What you are asked to do
Write the data out again, character for character, with no images.

Extracted information
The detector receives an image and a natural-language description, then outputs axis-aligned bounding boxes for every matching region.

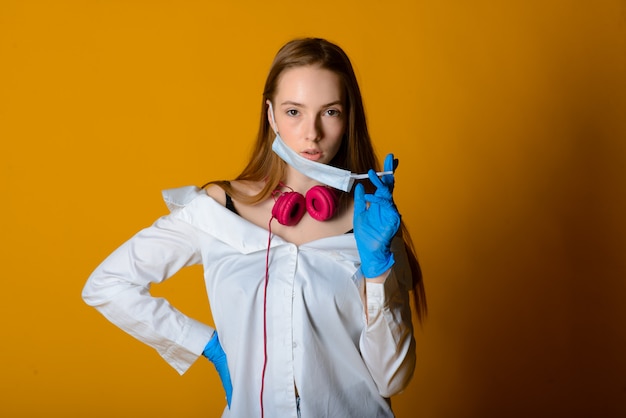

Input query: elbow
[378,342,416,398]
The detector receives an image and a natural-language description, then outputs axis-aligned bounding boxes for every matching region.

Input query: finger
[367,170,393,199]
[354,183,366,216]
[381,153,398,191]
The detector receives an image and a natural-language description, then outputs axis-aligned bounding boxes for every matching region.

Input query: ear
[265,99,278,133]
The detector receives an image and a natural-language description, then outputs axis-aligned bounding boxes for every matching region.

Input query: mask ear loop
[269,101,278,135]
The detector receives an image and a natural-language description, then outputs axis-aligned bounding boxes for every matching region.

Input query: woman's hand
[202,331,233,409]
[353,154,400,278]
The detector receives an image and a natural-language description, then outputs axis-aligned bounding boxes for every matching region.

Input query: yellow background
[0,0,626,418]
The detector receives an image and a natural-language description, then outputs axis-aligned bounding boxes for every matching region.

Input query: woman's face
[268,66,346,164]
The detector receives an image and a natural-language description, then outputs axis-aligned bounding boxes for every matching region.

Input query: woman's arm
[360,236,415,397]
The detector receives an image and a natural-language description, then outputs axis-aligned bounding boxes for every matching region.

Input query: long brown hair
[208,38,427,320]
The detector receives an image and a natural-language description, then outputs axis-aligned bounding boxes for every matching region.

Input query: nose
[304,115,323,142]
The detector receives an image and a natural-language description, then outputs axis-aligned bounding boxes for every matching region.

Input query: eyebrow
[280,100,343,107]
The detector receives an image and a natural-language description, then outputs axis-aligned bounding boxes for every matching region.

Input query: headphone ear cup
[306,186,338,221]
[272,192,306,226]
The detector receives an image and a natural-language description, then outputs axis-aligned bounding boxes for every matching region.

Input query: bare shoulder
[205,180,263,205]
[204,184,226,205]
[230,180,263,196]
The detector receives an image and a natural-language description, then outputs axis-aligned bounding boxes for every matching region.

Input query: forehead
[276,66,343,104]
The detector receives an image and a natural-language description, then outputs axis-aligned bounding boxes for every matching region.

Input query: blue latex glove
[354,154,400,278]
[202,331,233,409]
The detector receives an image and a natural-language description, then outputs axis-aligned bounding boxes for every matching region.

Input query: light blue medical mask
[269,103,393,192]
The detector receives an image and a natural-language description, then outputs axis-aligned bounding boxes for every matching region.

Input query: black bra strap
[224,193,239,215]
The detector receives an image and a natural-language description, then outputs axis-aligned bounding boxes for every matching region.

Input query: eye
[326,109,341,117]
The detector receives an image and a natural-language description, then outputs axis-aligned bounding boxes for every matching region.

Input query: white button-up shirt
[83,187,415,418]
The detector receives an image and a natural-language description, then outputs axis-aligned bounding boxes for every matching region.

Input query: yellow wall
[0,0,626,418]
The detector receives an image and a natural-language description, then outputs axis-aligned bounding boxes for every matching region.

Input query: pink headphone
[272,186,338,226]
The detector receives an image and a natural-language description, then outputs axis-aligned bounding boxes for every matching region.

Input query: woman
[83,38,425,418]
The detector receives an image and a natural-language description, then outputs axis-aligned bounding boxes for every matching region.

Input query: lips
[300,149,322,161]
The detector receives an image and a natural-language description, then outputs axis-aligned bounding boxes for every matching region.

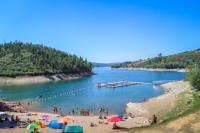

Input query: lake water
[0,67,185,114]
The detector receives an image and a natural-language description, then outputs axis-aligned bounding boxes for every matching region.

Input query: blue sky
[0,0,200,62]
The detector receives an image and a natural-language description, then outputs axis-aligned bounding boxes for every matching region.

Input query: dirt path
[130,111,200,133]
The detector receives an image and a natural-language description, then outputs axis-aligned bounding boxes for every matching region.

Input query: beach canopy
[48,120,63,129]
[62,126,83,133]
[108,116,122,122]
[58,117,70,123]
[26,123,39,130]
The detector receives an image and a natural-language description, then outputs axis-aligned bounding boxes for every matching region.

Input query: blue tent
[62,126,83,133]
[47,120,63,129]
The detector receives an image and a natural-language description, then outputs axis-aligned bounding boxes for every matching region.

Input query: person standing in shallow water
[152,114,157,124]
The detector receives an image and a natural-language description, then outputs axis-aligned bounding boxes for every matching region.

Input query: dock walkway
[97,81,144,88]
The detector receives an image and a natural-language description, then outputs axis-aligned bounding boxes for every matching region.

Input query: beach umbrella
[26,123,39,130]
[58,117,70,123]
[62,126,83,133]
[108,116,122,122]
[48,120,63,129]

Response
The detector receives an image and a natural-language description, then outputs axis-aligned bounding boxes for every matching region.


Input query: elbow
[378,342,416,398]
The detector receives an image and a natural-language description, then outputs axis-aligned bounding boxes for every matching region.

Input query: finger
[367,170,393,199]
[354,183,366,216]
[381,153,398,191]
The detector receives an image and a natural-language description, then outputs axis-aligned bounding boxes for every matching region.

Input query: ear
[265,99,278,133]
The detector receives an image and a natural-language description, then outputs axis-aligned bounding boxes for every matching region.

Input query: mask ear loop
[269,101,278,135]
The detector receives an image and a natural-language description, then outputs axis-aligned bounding boxes for every matching region.

Input query: woman's hand
[202,331,233,409]
[353,154,400,278]
The detector receives an image and a natural-language description, then outputs axis-aligned bounding boxes for every matching region.

Input query: yellow background
[0,0,626,418]
The detector receives an image and a natural-language description, then outputs axis-aligned bounding boxes for every matching region.

Input query: woman's face
[268,66,346,164]
The detector receives an image and a natural-language description, then outputs axis-aligned bounding boxes for every matching region.

Input query: woman's arm
[360,236,415,397]
The detector receives an image and a natural-language description, then outputs axis-aligned bounding boxes for every matching region.

Input query: long brown hair
[208,38,427,320]
The detector receives an image and a natural-language description, then outputs axis-aligned bounding boxes for every matching region.

Input query: nose
[304,115,323,142]
The detector receives an image and a natural-language description, then outputs axis-aligned bounding boxes for every matching region.

Input query: eyebrow
[280,100,343,107]
The detector receives an image and a natural-language description, then outputs axis-aligned bounding boxes for every matching region.

Input query: headphone ear cup
[306,186,338,221]
[272,192,306,226]
The detector receives an image and a natural-language description, then outputs axis-aligned bounding boxes for every matching region.

Input query: bare shoulder
[205,180,263,205]
[204,184,226,205]
[230,180,263,196]
The detector receives an image and a natural-language description, then outputs axis-aligned bounding boxes for every matching region.

Input query: forehead
[276,66,343,104]
The detector receives an image and a natural-language description, then outputs axis-aligned bounding boxes for every matching region.

Input query: blue latex glove
[354,154,400,278]
[202,331,233,409]
The detector receives an image and a natural-language description, then outputs axis-aligned bounding boxes for every matching region.

Input query: light blue medical mask
[269,103,393,192]
The detector receives an image and a natural-language description, then outputs axis-aligned bounding boxes for every matching region.

Input query: black bra strap
[224,193,239,215]
The detector receives an image and a natural-language description, then outputs axis-aligned bounding boxes for every matching region.

Input query: eye
[326,109,341,117]
The detector receives an image and a natural-language description, then outputs axis-aligned bounding boxes for every matching region.

Input query: white button-up shirt
[83,187,415,418]
The detector receives an image and a natural-language description, then outputs axis-aligned bounding boxes for every matching region.

Input query: yellow wall
[0,0,626,418]
The detector receives an image and a natural-language description, then outputs axis-aligned bounding boxes for every matching region.

Input query: pink headphone
[272,186,338,226]
The detector receives an image and a natural-language description, then outputs axis-aligned bounding boxes for every matching region.

Input query: woman
[83,38,425,418]
The detector receives an image and a natural-language description, then outputs axis-aligned bounding boxes for every matching region.

Input query: lips
[300,149,322,161]
The detector receives an image and a natural-language description, then outputs axis-aligned bounding boxes for every matching region.


Input query: lake water
[0,67,185,114]
The detector receives an image and a natural-language description, then outputs axis-aligned bounding boxes for every matching region.

Input query: blue sky
[0,0,200,62]
The detector receives an image and a natural-language description, then outputs axis-aligned bounding boxes for every matching region.

Input query: dirt path
[130,111,200,133]
The detector receives an image and a natural-language description, then outputs axis-aligned bounding boxes for every matching region.

Input query: beach canopy
[48,120,63,129]
[62,126,83,133]
[108,116,122,122]
[58,117,70,123]
[26,123,39,130]
The detector receives an image and a natural-language description, then outputs axis-aligned bounding boxes for every matching region.

Input query: blue tent
[62,126,83,133]
[47,120,63,129]
The detector receives an image and a natural-language description, then outputs axis-aligned bounding boxes for every matching region.

Input query: person standing in shallow water
[152,114,157,124]
The detector receives an image and a natural-language description, then outputs axis-aligned bounding boxes for every matching region.

Input query: dock walkway
[97,81,144,88]
The detector receives an image and a natural-language description, then outputs axis-aligned bounding boxes for every matching region.

Input query: beach umbrella
[26,123,39,130]
[58,117,70,123]
[62,126,83,133]
[108,116,122,122]
[48,120,63,129]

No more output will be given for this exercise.